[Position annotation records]

○ ○ ○ ○

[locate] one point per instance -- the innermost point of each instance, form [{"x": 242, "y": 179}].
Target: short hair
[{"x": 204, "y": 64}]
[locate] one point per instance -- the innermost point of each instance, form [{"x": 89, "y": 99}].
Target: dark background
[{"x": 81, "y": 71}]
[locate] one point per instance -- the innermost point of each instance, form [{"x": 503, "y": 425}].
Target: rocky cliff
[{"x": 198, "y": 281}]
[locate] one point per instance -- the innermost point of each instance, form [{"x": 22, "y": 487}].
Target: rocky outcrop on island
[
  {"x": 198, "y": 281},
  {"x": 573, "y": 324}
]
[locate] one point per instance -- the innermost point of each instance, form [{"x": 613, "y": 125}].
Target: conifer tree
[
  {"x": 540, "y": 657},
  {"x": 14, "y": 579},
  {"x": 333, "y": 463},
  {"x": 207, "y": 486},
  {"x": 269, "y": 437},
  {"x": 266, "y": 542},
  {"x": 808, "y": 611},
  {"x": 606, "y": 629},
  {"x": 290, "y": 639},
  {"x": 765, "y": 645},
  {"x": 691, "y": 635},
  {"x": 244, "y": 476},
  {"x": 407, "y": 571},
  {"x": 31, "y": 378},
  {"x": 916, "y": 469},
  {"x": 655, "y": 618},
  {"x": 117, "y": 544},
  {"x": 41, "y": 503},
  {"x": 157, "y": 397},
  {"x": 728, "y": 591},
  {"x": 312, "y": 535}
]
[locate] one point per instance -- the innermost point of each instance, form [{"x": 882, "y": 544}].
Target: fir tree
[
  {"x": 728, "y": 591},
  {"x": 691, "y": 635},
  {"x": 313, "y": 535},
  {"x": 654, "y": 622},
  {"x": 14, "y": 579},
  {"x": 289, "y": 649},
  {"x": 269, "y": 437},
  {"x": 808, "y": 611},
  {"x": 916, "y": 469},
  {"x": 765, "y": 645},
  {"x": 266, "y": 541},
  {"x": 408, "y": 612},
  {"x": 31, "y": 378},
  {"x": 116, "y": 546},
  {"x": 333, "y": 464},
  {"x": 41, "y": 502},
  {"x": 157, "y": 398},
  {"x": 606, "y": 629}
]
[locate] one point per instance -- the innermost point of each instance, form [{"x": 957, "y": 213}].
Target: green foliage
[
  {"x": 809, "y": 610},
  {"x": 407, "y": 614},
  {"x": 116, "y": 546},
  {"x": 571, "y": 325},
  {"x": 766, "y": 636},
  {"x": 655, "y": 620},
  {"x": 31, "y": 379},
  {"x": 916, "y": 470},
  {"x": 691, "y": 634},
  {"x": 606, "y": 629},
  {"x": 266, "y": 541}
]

○ ○ ○ ○

Reproduce the records word for word.

[locate] one point per instance -- the innermost point of each instance, form [{"x": 242, "y": 179}].
Target: short hair
[{"x": 204, "y": 64}]
[locate] one point per instance -- the innermost point of each instance, form [{"x": 89, "y": 99}].
Target: dark background
[{"x": 81, "y": 71}]
[locate] one point per instance -- the innermost point of each instance, form [{"x": 503, "y": 425}].
Target: rocky cliff
[{"x": 198, "y": 281}]
[locate] one point per instance -- the innermost point of each instance, form [{"x": 22, "y": 487}].
Target: rocky outcrop on island
[
  {"x": 198, "y": 281},
  {"x": 573, "y": 324}
]
[locate] one point per instance -- the innermost point of each instance, form [{"x": 613, "y": 125}].
Target: conifer tree
[
  {"x": 540, "y": 657},
  {"x": 14, "y": 579},
  {"x": 333, "y": 463},
  {"x": 207, "y": 486},
  {"x": 269, "y": 437},
  {"x": 266, "y": 542},
  {"x": 808, "y": 611},
  {"x": 606, "y": 629},
  {"x": 290, "y": 639},
  {"x": 765, "y": 645},
  {"x": 691, "y": 635},
  {"x": 244, "y": 476},
  {"x": 407, "y": 571},
  {"x": 31, "y": 378},
  {"x": 916, "y": 469},
  {"x": 655, "y": 618},
  {"x": 117, "y": 544},
  {"x": 41, "y": 503},
  {"x": 157, "y": 397},
  {"x": 728, "y": 591},
  {"x": 312, "y": 535}
]
[locate] one point per instance -- the innermost point of each instance, form [{"x": 882, "y": 544}].
Target: fir tree
[
  {"x": 728, "y": 591},
  {"x": 691, "y": 635},
  {"x": 313, "y": 535},
  {"x": 654, "y": 622},
  {"x": 14, "y": 579},
  {"x": 289, "y": 649},
  {"x": 269, "y": 437},
  {"x": 808, "y": 611},
  {"x": 916, "y": 469},
  {"x": 765, "y": 645},
  {"x": 266, "y": 541},
  {"x": 408, "y": 612},
  {"x": 31, "y": 378},
  {"x": 116, "y": 546},
  {"x": 333, "y": 464},
  {"x": 41, "y": 502},
  {"x": 157, "y": 398},
  {"x": 606, "y": 629}
]
[locate] one point per instance -- the innermost point of each instance, form [{"x": 957, "y": 213}].
Target: green foliage
[
  {"x": 809, "y": 610},
  {"x": 407, "y": 614},
  {"x": 116, "y": 546},
  {"x": 571, "y": 325},
  {"x": 766, "y": 636},
  {"x": 655, "y": 620},
  {"x": 31, "y": 379},
  {"x": 916, "y": 470},
  {"x": 691, "y": 634},
  {"x": 606, "y": 629},
  {"x": 266, "y": 541}
]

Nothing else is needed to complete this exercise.